### WHAT THE TASK ASKS
Copy the passage about failure below word for word, from its first sentence to its last.

### PASSAGE TO READ
((

Billie Jean King, winner of 39 Grand Slam Tennis titles, said, “Losing a tennis match isn’t failure, it’s research.” Thomas Edison said he hadn’t failed, but rather “found 10,000 ways that don’t work” in his quest to invent a working lightbulb. These game-changing pioneers can extol the benefits of failure all they want. But most of us find failure unpleasant. It helps, I believe, to realize that there is a “right kind of wrong”—a type of failure that brings valuable advances in science, as well as in everyday life. Called “intelligent failures,” these are the undesired results of thoughtful forays into new territory. Intelligent failures illuminate the pathway toward success.
Failure can also be a privilege. As journalist and University of Colorado professor Adam Bradley points out in a New York Times article, “One of the greatest underrecognized privileges of whiteness might be the license it gives some to fail without fear.” Bradley explains that being a member of a minority culture often means your failures, especially if they become public, are seen as representative of an entire group. Your individual failure reflects badly on everyone else like you. John Jennings, professor of media and culture studies at the University of California, Riverside, told Bradley, “I want to get to the point where Joe Schmo Black guy is just safe, can be ordinary—even mediocre.”

))

### ENTRIES SHOWN
((

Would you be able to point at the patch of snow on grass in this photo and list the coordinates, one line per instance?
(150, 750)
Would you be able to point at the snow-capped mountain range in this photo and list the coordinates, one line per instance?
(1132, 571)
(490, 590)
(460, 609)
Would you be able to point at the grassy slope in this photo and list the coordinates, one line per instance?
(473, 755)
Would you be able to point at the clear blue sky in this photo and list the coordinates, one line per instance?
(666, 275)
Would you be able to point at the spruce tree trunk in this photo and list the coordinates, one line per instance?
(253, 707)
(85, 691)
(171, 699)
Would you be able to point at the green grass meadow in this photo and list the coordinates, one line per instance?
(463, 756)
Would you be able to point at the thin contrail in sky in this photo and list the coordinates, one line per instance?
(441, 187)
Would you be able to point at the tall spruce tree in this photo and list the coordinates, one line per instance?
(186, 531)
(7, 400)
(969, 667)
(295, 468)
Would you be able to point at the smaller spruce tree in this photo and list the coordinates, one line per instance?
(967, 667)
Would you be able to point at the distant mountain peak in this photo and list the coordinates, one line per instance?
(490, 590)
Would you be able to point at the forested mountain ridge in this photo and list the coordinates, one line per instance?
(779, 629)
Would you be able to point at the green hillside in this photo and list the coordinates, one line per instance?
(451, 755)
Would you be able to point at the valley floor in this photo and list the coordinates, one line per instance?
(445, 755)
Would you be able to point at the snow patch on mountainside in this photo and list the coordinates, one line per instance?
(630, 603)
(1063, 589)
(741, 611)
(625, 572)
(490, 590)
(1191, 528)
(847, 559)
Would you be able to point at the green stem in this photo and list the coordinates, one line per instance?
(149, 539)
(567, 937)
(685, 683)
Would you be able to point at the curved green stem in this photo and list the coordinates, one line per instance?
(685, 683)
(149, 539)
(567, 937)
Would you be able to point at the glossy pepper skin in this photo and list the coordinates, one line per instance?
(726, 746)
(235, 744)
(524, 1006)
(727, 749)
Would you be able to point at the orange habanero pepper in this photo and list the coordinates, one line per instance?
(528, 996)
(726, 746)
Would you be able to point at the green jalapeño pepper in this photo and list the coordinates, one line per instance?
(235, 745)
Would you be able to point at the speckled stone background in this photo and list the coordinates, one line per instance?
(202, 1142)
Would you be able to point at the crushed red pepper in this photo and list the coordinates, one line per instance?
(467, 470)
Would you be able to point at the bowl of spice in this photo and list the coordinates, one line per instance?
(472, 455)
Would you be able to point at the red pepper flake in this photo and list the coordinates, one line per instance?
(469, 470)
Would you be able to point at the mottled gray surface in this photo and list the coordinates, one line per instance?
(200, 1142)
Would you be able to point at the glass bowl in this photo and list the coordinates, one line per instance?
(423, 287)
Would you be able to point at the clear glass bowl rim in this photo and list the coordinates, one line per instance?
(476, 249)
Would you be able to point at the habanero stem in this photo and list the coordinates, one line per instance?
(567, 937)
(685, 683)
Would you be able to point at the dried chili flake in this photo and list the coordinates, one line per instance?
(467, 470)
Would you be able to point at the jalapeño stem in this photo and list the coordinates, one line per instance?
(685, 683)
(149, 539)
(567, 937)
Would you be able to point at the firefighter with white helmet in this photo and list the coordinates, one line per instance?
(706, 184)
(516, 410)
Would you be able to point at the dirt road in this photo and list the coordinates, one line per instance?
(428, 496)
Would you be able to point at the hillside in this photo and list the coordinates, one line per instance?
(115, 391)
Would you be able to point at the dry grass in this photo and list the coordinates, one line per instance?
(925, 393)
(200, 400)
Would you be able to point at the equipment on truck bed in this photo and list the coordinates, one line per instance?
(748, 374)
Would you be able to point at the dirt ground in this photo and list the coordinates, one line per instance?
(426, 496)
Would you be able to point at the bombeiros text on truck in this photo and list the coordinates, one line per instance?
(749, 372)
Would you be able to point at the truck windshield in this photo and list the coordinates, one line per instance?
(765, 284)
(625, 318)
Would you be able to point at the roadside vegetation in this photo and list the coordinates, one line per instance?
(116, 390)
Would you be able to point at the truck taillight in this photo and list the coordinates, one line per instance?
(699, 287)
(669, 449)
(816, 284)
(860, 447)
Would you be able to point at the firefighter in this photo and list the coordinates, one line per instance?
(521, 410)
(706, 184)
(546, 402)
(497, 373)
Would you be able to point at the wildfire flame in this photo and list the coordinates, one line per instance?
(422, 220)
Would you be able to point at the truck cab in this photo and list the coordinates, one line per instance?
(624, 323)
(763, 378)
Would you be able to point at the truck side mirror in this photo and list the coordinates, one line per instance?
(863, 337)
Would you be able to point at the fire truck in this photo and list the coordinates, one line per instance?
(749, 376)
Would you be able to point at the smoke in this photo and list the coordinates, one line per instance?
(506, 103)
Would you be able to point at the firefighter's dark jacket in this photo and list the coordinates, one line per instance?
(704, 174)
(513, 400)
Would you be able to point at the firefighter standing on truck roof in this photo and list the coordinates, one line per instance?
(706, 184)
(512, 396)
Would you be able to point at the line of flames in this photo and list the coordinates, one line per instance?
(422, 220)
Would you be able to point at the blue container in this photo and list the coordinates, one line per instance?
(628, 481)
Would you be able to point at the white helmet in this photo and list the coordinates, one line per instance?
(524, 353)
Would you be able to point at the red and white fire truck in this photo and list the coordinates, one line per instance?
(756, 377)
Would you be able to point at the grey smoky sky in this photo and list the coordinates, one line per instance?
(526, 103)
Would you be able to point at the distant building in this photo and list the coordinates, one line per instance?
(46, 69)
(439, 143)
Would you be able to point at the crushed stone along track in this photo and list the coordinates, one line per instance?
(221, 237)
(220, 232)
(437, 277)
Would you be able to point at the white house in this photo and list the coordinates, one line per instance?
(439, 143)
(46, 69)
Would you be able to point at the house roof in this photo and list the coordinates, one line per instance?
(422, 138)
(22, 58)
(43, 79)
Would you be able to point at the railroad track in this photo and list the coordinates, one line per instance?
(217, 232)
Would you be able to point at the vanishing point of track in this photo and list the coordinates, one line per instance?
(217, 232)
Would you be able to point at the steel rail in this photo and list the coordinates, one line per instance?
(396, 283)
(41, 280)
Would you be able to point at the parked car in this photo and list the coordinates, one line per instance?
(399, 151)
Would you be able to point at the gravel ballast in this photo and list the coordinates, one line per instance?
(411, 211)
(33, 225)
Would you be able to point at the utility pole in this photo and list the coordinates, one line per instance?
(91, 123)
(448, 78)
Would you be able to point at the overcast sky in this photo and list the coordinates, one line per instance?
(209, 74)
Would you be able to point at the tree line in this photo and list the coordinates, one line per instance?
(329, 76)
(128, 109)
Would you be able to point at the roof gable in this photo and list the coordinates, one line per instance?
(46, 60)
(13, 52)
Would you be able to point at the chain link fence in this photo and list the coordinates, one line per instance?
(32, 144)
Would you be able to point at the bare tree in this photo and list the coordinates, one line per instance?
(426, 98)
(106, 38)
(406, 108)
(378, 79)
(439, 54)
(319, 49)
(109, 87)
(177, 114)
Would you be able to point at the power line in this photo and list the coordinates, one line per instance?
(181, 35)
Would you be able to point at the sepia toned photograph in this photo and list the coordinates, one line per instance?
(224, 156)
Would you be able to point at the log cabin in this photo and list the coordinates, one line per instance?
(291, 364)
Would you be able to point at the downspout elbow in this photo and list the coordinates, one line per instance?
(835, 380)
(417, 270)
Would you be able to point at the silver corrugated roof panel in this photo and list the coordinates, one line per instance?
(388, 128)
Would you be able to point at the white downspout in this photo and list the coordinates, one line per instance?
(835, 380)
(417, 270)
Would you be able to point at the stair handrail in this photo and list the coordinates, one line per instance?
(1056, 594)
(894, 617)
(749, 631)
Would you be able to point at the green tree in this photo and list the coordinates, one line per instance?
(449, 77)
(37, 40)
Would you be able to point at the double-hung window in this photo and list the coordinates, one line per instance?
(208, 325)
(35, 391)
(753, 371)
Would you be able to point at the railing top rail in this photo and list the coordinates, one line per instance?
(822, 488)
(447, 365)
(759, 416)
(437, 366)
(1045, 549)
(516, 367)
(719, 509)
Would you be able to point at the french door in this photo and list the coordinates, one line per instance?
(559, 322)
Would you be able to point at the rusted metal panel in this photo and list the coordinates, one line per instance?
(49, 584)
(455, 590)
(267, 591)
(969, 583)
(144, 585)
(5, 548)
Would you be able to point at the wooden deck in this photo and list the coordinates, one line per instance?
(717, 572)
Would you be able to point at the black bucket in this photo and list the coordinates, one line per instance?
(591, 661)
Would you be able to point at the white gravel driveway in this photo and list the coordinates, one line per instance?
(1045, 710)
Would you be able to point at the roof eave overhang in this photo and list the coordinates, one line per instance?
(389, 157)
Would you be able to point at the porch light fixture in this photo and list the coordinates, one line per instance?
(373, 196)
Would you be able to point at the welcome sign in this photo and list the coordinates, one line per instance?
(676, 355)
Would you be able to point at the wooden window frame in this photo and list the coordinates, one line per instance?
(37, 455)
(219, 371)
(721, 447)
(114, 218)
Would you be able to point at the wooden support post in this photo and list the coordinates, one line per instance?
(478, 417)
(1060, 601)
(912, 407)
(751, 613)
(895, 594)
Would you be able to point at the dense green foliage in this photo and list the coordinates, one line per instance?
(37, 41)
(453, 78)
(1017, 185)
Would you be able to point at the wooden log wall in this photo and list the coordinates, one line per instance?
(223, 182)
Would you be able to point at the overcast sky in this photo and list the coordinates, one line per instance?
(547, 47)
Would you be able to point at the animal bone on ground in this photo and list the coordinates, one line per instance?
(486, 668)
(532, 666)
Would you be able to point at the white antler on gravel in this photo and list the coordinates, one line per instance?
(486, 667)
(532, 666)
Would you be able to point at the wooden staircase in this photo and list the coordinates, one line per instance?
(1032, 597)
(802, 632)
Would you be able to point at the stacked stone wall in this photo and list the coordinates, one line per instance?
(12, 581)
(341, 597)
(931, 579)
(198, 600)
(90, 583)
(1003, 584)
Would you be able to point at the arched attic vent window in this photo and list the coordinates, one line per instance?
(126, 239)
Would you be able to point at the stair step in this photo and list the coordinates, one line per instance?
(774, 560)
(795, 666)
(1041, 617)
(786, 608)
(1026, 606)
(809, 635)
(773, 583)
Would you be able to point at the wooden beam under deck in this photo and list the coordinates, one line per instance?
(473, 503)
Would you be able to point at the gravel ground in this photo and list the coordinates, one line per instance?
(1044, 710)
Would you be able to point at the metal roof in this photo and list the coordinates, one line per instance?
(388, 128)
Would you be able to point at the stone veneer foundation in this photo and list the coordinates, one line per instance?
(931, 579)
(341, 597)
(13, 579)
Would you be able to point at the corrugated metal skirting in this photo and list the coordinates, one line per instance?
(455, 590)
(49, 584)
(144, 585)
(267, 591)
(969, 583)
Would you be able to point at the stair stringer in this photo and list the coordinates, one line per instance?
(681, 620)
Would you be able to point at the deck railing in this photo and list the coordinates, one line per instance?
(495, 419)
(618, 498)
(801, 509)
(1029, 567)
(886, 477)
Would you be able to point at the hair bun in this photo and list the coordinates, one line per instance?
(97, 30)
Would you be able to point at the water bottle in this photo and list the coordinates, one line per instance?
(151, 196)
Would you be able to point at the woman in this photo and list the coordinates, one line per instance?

))

### RESPONSE
Billie Jean King, winner of 39 Grand Slam Tennis titles, said, “Losing a tennis match isn’t failure, it’s research.” Thomas Edison said he hadn’t failed, but rather “found 10,000 ways that don’t work” in his quest to invent a working lightbulb. These game-changing pioneers can extol the benefits of failure all they want. But most of us find failure unpleasant. It helps, I believe, to realize that there is a “right kind of wrong”—a type of failure that brings valuable advances in science, as well as in everyday life. Called “intelligent failures,” these are the undesired results of thoughtful forays into new territory. Intelligent failures illuminate the pathway toward success.
Failure can also be a privilege. As journalist and University of Colorado professor Adam Bradley points out in a New York Times article, “One of the greatest underrecognized privileges of whiteness might be the license it gives some to fail without fear.” Bradley explains that being a member of a minority culture often means your failures, especially if they become public, are seen as representative of an entire group. Your individual failure reflects badly on everyone else like you. John Jennings, professor of media and culture studies at the University of California, Riverside, told Bradley, “I want to get to the point where Joe Schmo Black guy is just safe, can be ordinary—even mediocre.”